• [PAGE TEXT]
--- start ---
Weglarz, Saunders, Lawrie On Canadian Olympic Roster

With the Olympics two months away, Team Canada announced its Olympic team, a roster that includes three upper echelon prospects.

The most advanced player and perhaps the best prospect is Mariners center fielder Michael Saunders, who is currently with Triple-A Tacoma. The 21-year-old Saunders began the season with Double-A West Tenn, but a .290/.375/.484 performance in 248 at-bats earned him a promotion to Tacoma, where he is batting .275/.351/.490 in 51 at-bats through 14 games. With his tools and stellar results this year, Saunders has a chance to finish the season as the top prospect in the Mariners organization.

"Once you put on your country’s jersey with your country’s name across the chest is something pretty special, especially when you’re going to be playing in the Olympics," Saunders said earlier in the season before the official roster announcement. "It’s the top international baseball competition. It’s just really exciting and it’s taking a sense of pride out there. You could go 0-for any day, and if you’re helping your nation win, it doesn’t matter. It’s something that’s really special to be able to put on a jersey with your country’s name across the chest."
--- end ---
• [RECORDED DATA]
--- start ---
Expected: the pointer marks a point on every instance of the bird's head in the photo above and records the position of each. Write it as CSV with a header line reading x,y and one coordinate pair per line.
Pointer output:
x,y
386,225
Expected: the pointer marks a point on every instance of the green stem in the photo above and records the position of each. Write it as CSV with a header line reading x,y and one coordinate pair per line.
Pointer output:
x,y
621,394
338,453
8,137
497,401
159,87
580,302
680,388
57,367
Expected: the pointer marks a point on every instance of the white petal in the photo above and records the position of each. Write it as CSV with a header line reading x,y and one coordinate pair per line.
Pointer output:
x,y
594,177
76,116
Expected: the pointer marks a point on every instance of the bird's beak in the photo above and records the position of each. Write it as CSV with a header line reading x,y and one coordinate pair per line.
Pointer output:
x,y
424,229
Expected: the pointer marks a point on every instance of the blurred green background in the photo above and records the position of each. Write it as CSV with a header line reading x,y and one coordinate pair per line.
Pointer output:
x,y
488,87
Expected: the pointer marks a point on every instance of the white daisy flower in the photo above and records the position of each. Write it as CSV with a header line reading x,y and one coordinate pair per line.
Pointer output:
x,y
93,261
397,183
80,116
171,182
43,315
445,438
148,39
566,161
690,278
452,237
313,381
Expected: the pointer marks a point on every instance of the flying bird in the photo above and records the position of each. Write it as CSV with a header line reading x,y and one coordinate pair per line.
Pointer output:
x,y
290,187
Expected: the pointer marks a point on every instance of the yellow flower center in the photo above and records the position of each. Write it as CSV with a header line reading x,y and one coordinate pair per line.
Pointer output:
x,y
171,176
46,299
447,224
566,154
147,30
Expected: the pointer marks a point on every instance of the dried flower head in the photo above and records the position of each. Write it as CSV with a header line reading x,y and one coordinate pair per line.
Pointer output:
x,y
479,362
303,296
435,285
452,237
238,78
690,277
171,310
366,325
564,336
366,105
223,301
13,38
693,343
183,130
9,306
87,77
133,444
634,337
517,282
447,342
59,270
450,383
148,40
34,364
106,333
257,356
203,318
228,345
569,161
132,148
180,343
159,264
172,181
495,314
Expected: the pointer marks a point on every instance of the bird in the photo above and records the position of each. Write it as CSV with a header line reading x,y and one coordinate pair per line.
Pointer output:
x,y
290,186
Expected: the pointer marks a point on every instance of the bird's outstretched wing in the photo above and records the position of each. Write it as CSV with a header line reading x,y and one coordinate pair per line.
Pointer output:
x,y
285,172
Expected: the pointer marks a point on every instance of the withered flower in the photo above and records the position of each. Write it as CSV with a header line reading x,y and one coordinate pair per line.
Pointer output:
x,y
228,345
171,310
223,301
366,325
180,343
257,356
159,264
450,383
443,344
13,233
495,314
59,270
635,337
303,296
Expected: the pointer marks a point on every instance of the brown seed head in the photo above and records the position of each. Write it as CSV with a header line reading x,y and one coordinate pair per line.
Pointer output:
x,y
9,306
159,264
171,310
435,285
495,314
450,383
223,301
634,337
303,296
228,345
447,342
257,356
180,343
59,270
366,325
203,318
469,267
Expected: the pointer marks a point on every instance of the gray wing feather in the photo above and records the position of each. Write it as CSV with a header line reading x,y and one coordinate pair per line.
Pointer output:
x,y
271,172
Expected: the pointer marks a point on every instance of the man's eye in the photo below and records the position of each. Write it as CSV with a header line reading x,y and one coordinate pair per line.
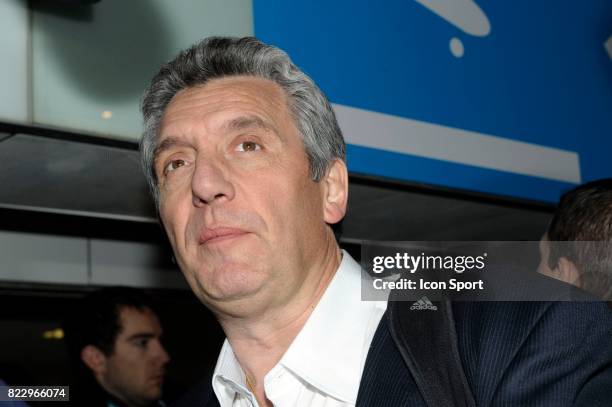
--- end ---
• [DIRECTIONS]
1. According to the Canadian Olympic roster article, what was Michael Saunders's batting line in 248 at-bats with Double-A West Tenn?
2. Resume the article on the Canadian Olympic baseball roster from the point after Saunders's quote.
The data that accompanies this page stands apart from the article and is separate material.

• [TASK RESPONSES]
1. .290/.375/.484

2.
Indians left fielder Nick Weglarz, another prospect in the midst of an outstanding season, has shown an excellent handle of the strike zone with a strong power stroke out of a 6-foot-3, 245-pound frame. Weglarz, 20, is batting .271/.395/.444 in 295 at-bats for high Class A Kinston.

The youngest player on the Canadian team is 18-year-old Brett Lawrie, a first-round draft pick in June who went 16th overall to the Brewers. Lawrie, a catcher from British Columbia, has 70 power on the 20-80 scouting scale, quick wrists and impressive overall athleticism.

One notable prospect omission is Mariners righthander Phillipe Aumont, the team’s first-round pick in 2007 now with low Class A Wisconson. Aumont, 19, hasn’t pitched since June 7 due to an elbow problem.

Team Canada’s roster also features 35-year-old Stubby Clapp, a staple on the Canadian national teams for years who is now a hitting coach for Lexington, the Astros’ low Class A affiliate. Other media outlets originally reported that the Astros had turned down Clapp’s request to leave Lexington to play for the Olympic team, but the team apparently reversed its stance soon thereafter.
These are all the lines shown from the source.